INSTRUCTIONS FOR THE TASK – Quote every row below word for word, changing nothing.
### RECORDS FOR PROCESSING
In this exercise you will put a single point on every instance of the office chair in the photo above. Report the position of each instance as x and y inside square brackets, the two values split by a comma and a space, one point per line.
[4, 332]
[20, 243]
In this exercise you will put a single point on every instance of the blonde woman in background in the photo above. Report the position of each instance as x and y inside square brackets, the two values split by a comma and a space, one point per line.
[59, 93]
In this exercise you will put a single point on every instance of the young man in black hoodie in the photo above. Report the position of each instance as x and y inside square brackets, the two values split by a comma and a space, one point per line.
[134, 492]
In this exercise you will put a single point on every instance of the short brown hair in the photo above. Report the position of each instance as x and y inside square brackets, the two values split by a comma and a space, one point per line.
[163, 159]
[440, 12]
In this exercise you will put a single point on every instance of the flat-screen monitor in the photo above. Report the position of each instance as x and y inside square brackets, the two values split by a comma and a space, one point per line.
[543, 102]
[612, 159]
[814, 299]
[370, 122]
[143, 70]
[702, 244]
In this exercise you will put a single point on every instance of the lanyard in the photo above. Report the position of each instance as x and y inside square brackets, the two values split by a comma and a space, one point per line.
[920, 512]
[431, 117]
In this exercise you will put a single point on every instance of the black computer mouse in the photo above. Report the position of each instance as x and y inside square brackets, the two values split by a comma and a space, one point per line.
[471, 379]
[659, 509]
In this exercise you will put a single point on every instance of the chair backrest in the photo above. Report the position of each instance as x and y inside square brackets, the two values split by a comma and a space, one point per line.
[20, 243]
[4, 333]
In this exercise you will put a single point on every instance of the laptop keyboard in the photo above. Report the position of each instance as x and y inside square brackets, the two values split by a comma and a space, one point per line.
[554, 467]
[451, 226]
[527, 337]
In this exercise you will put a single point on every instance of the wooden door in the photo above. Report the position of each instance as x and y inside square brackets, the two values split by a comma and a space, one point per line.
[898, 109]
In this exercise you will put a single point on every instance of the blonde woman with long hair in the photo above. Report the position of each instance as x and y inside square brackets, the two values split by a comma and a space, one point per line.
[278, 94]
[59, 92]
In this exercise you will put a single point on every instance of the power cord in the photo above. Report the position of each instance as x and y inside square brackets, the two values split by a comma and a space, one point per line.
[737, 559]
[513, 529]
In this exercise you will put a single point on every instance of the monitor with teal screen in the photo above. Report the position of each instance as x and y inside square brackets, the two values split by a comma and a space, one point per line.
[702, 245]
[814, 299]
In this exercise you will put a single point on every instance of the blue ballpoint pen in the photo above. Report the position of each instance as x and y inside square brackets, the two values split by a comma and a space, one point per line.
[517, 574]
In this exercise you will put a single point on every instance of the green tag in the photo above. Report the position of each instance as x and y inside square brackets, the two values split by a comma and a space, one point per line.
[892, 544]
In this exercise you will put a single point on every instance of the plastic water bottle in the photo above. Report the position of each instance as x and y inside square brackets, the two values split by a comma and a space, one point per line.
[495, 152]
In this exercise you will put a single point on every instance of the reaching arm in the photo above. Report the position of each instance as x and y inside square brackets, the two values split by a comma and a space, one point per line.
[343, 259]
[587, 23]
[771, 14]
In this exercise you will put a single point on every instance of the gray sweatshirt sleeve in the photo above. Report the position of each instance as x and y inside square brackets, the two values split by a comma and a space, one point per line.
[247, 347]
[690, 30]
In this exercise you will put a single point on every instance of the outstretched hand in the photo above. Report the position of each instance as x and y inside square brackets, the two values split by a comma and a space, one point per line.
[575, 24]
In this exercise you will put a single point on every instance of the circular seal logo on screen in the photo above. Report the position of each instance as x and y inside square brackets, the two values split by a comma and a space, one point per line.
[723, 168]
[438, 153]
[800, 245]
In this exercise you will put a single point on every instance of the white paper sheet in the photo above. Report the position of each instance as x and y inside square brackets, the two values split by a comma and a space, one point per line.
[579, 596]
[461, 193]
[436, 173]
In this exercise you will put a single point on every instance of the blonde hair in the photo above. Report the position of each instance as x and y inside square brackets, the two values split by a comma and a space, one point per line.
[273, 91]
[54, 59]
######
THE COMPLETED TASK –
In this exercise you will put a single point on every instance of the office chair in the photo above. Report the position of each instance as x and y inside square brackets, the two values split by a comma and a space, one point per line.
[4, 332]
[20, 243]
In this exercise you will put a single point on every instance of the blonde woman in background in the photo above. Report the position of each instance as x and y inside square brackets, the two values split by a comma and a space, one point per line.
[59, 93]
In this exercise you will put a single point on every instance of the young man in black hoodie in the photo above. Report the position of each instance as x and y inside square brackets, the two values split by a comma and a space, one point per line.
[134, 492]
In this exercise you will put a single point on every instance of the short brown hair in the photo above. Report the position of each instance as x and y inside square brackets, the two values split by a comma and a space, one point per line.
[163, 159]
[440, 12]
In this exercise you will put a single point on every instance of the flat-screen monitor in the photo above. Report the position of each instance as x and y inside square brackets, the two values split by a comma and a space, one point per line.
[543, 102]
[612, 159]
[814, 299]
[370, 122]
[143, 70]
[702, 244]
In this exercise you will put a single point on every instance of the lanyard in the photo above. Report the position of each instance as x and y inside square brackets, the two values split by a comma and a space, one point per line.
[920, 512]
[431, 117]
In this exercise you will put a single point on every instance of the black computer mouse in the photo above. Report the position of each instance as x and y inside square brackets, the two values split by a comma and a space, one point per line.
[471, 379]
[659, 509]
In this exercise you will put a single point on every instance of the chair backrest in the photo above. Report the position of each instance as x and y inside square brackets, the two values split by a comma and a space, one point per line.
[20, 243]
[4, 333]
In this exercise you will put a single point on every instance of the laptop keyboard in the photo above. Report the position of each instance as x and y inside square brackets, the two values split by a comma and a space, one point per line.
[554, 467]
[451, 226]
[527, 337]
In this exercise you will put a single point on every instance of the wooden door in the photo above. Report the position of each instance as x and y inside square brackets, the two values split by a comma and a space, one point per line.
[898, 109]
In this exercise you will put a single point on every instance of the blonde woman with long hair in the photo above. Report the position of each instance as x and y inside square brackets, the two values split by a comma and a space, one point per line.
[278, 94]
[59, 92]
In this exercise you will put a single point on every instance of the power cord in the photo above. Report the position of each instance as x and y inside square brackets, the two values split by a comma and a space, one point per line.
[737, 559]
[513, 529]
In this exercise you will put a single point on every instance of the monitor with teal screen in the photo above. Report the position of each instance as x and y inside square brackets, the two values split by a comma and a space, one point per line.
[702, 245]
[814, 299]
In this exercise you will put a single point on every instance of the blue ballpoint pen in the photo above. Report the position of each instance as x and y inside square brackets, the two values split by a comma and a space, one point per line.
[517, 574]
In this exercise you will put a single point on every instance of the green tag in the photo above. Report the position of each instance as x and y inside square brackets, the two values split by a comma and a space, one point per line.
[892, 544]
In this exercise you will put a single point on every instance of the plastic water bottle in the photo above. Report the position of each instance as x and y inside square brackets, the two values split by a comma and a space, one point per line.
[495, 152]
In this exercise you will put a single point on every instance of the reaching arm in the photo above. Report the position of each instance as x and y inside square brackets, the two values split by a comma and a space, one point per line.
[343, 259]
[587, 23]
[771, 14]
In this exercise you will put a single point on every instance of the gray sweatshirt sleeve in the photo above. Report the position of each instance as x and y inside square brackets, the two values split by a comma and a space, one point per line.
[247, 347]
[690, 30]
In this exercise you will put a single point on every instance of the outstretched hand in the photo above. Report the position of each instance as x and y inside square brackets, the two values split by a comma and a space, one point per line.
[575, 24]
In this exercise you will put a single point on every instance of the circular seal logo on screen in the photo above. Report the position of each instance as x and y inside square brackets, the two values split by a comma and a space, one point per line.
[723, 168]
[438, 153]
[800, 245]
In this exercise you will put a single point on every instance of the white paper sheet in the photo above. Report the position of each instance as x and y inside square brackets, the two values split by a comma and a space, one point per line.
[579, 596]
[461, 193]
[436, 173]
In this exercise you will put a single point on every instance of the blonde hair in the photo above. Report the position of each instance as x and y inside square brackets, the two values split by a comma and a space, one point per line.
[273, 91]
[54, 59]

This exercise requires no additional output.